(Exercise objective):
The answer consists of one number: how many lines of the data below include the string "single".

(Input for this task):

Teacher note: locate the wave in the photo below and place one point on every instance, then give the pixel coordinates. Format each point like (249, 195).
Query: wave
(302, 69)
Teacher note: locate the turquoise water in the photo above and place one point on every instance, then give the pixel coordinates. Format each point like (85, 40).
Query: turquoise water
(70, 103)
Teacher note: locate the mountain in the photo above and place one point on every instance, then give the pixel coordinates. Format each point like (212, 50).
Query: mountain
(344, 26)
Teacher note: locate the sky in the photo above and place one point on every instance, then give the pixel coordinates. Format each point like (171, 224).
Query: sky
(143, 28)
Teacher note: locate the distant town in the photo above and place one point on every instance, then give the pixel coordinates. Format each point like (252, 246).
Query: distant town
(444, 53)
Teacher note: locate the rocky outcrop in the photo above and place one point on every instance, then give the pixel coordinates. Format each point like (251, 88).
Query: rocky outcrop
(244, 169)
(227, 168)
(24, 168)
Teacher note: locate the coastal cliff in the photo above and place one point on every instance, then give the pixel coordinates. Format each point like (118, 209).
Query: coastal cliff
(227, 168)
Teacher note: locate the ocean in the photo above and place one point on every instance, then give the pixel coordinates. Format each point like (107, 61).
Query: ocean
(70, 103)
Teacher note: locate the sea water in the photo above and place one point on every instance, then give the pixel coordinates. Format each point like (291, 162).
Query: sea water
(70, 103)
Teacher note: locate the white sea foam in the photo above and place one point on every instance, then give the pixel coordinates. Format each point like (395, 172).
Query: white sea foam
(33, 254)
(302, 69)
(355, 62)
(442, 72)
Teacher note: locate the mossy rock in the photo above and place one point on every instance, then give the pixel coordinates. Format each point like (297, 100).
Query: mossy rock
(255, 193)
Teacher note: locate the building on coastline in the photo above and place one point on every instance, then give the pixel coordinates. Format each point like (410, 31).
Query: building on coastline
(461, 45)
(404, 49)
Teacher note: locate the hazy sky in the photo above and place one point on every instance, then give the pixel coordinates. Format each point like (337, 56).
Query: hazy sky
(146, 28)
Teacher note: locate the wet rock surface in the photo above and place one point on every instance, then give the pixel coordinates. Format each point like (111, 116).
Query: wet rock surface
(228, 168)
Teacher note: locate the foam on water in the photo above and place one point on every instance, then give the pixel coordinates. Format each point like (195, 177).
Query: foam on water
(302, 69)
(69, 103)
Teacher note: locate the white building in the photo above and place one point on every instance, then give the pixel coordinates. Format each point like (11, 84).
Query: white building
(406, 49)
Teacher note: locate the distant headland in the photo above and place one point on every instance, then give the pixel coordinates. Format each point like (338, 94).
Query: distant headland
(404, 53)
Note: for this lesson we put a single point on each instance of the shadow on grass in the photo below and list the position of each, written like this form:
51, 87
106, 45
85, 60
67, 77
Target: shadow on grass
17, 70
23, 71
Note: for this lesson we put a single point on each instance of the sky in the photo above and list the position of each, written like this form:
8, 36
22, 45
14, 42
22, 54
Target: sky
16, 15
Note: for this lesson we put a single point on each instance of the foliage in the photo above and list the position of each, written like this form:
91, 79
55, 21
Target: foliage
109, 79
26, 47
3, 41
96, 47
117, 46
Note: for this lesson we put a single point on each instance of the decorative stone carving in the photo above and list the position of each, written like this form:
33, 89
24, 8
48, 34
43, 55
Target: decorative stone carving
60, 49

(Result of this task):
4